Excerpted text:

Economist says oil spill could cost Florida 39,000 jobs

Back on May 3, Sink  said,

"We must treat this like a Category 5 hurricane -- preparing our coastlines for the worst economic and environmental disaster imaginable and quickly ensuring that our businesses and citizens can get the help they will need,....  “. The impact on state and local governments will be enormous, at a time when we can least afford it— which is why I am pushing BP and the federal government for cash to help our state and coastal businesses weather this disaster.”

Also yesterday Governor Crist was in St. Petersburg, where he said he wants to call a special session to deal with banning drilling off state waters in Florida, an idea promulgated over a month ago by legislators Rick Kriseman and Keith Fitzgerald.  However, Crist called off having a special session last month when he said he didn't have the votes in the state house to pass the measure.

There's no real indication that that equation has changed, but the whimsical governor's attitude has - again, in now calling for such a session, possibly in July.

Crist isn't the only one flip-flopping on holding a special session.  Accompanying the governor  yesterday in St. Pete was Key West House Democratic leader Ron Saunders, who said he also supported a special session.  But as the Miami Herald reported,  Saunders last month said such a session wasn't needed.

University of Central Florida economist Sean Snaith is predicting that an early analysis of the Gulf oil disaster could cost the state $2.2 billion, and over 39,000 lost jobs.

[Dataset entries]
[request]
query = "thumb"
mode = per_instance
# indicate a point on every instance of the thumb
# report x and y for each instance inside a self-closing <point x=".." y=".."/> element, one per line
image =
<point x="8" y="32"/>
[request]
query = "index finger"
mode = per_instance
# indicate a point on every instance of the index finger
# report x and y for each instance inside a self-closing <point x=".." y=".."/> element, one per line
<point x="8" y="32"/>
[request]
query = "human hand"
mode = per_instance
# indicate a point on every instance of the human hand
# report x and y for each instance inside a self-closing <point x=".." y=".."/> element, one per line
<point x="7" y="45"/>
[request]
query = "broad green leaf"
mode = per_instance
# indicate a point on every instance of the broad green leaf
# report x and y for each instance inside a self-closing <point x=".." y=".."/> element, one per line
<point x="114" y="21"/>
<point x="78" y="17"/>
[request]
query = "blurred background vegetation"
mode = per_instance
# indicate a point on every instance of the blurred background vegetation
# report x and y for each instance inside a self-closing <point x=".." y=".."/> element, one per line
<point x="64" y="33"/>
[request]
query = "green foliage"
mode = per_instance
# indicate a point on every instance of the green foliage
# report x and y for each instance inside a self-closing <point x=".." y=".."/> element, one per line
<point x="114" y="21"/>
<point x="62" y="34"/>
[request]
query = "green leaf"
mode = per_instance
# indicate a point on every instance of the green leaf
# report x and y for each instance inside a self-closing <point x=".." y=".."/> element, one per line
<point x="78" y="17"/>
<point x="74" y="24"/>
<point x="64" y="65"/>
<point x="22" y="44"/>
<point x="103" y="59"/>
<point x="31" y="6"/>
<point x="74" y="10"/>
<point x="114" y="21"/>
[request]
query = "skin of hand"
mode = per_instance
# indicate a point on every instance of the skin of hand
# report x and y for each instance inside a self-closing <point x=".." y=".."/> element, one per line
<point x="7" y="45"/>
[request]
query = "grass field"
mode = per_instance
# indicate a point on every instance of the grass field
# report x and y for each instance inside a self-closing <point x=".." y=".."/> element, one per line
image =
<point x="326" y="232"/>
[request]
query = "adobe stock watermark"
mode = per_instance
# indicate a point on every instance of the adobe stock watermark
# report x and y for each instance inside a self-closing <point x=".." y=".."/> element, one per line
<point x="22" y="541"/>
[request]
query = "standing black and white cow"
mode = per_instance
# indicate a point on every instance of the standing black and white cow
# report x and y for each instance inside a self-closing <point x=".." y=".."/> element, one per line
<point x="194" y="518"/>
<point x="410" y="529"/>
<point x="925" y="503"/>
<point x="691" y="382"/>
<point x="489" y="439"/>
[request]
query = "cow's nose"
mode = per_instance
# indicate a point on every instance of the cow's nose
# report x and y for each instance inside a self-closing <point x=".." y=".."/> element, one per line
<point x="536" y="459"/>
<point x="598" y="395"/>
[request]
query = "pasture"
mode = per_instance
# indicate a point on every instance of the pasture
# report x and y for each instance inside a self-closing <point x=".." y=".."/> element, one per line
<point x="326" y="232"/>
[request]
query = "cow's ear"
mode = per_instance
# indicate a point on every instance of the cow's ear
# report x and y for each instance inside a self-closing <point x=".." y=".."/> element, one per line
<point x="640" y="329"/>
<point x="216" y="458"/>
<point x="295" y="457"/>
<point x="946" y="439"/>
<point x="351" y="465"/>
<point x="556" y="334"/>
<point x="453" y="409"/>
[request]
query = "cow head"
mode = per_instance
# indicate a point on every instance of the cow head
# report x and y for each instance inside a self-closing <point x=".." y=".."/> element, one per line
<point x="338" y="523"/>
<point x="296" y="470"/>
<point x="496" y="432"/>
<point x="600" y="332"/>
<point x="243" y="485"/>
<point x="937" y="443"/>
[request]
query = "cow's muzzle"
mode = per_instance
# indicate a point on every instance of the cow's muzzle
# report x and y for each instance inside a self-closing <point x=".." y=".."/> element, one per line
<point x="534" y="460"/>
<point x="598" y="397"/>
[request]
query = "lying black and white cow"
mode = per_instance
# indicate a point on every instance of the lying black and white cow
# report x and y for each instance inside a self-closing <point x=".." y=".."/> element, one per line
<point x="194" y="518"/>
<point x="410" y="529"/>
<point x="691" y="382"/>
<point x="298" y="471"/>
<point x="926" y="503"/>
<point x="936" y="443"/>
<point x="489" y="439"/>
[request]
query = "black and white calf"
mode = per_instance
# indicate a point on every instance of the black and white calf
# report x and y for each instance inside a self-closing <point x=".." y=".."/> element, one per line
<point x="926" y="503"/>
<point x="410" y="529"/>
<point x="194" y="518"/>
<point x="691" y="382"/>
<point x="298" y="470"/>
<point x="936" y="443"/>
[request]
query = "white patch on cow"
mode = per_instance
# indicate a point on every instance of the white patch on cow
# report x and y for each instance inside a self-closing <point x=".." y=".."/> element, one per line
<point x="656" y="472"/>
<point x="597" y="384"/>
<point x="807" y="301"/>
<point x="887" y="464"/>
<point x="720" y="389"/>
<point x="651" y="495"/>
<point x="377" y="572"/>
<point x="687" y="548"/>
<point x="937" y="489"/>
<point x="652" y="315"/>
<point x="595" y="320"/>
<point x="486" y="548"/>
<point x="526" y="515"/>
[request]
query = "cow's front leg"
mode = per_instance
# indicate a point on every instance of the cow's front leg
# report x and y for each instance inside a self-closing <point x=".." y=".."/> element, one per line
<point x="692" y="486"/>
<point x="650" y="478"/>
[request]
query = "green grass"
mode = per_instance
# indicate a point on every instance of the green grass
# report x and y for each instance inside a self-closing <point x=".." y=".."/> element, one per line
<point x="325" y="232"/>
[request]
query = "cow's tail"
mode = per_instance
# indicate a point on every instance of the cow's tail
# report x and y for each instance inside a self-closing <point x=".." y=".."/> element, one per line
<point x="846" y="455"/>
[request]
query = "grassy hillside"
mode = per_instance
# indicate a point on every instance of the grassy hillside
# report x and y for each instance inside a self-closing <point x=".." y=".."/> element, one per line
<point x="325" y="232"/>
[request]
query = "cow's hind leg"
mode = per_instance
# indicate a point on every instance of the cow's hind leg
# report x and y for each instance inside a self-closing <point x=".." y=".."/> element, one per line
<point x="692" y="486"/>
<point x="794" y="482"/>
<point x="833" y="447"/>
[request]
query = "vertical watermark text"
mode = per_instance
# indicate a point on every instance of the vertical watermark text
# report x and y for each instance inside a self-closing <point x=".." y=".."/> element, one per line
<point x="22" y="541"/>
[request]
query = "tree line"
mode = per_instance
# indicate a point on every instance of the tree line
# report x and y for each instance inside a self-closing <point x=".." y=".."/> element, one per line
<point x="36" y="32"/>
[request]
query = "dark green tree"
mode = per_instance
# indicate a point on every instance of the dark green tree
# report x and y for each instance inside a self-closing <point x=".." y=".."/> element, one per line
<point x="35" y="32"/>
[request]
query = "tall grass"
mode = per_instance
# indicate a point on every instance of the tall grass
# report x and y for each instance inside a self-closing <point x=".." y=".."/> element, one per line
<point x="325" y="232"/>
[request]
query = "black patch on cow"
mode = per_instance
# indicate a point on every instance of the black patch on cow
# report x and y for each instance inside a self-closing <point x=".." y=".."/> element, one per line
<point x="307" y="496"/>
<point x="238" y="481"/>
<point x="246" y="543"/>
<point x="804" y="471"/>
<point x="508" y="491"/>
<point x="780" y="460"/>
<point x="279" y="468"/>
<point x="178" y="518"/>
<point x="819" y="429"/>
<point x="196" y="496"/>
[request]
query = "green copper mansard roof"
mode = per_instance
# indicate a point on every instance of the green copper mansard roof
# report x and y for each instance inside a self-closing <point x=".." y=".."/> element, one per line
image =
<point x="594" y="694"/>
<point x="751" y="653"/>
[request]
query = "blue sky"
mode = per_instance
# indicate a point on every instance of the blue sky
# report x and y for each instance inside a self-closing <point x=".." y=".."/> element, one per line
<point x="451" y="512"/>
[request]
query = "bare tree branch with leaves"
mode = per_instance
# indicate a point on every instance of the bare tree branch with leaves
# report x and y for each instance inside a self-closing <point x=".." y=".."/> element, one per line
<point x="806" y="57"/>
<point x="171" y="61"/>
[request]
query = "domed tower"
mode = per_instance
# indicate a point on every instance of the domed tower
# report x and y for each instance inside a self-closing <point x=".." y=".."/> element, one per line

Directions:
**A)** In the oil spill article, which economist predicted the Gulf disaster could cost Florida $2.2 billion?
**B)** Reproduce word for word the part of the oil spill article starting with "Also yesterday Governor" and going on through "pass the measure.".
**C)** Write the next part of the oil spill article, picking up after its final sentence.
These lines are separate material and have no connection to the oil spill article.

Answers provided:
**A)** University of Central Florida economist Sean Snaith.

**B)**
Also yesterday Governor Crist was in St. Petersburg, where he said he wants to call a special session to deal with banning drilling off state waters in Florida, an idea promulgated over a month ago by legislators Rick Kriseman and Keith Fitzgerald.  However, Crist called off having a special session last month when he said he didn't have the votes in the state house to pass the measure.

**C)**
The News Service of Florida reports:

Snaith also said about 39,000 jobs could be eliminated in coming weeks, as the leisure, hospitality and fishing industries retrench in the face of a decline in visitors. Florida's 12 percent unemployment rate already tops the national average.

"This is a punch that lands in Florida even while we're still on wobbly legs," Snaith said.

Meanwhile, yesterday Governor Charlie Crist took up Chief Financial Officer Alex Sink's suggestion from over a month ago and activated Florida’s Small Business Emergency Bridge Loan Program to provide a cash flow to businesses that have been deleteriously affected by the problems in the Gulf.

Short-term loans of up to $25,000 will be given out to those affected by the spill in 26 Florida counties, including Pinellas, Hillsborough and Sarasota.

“Though BP may be the responsible party, we will continue to help ourselves by being proactive in supporting Florida businesses and families,” said Governor Crist. “Providing a much-needed source of financial relief to our businesses will help secure Florida’s future economy.”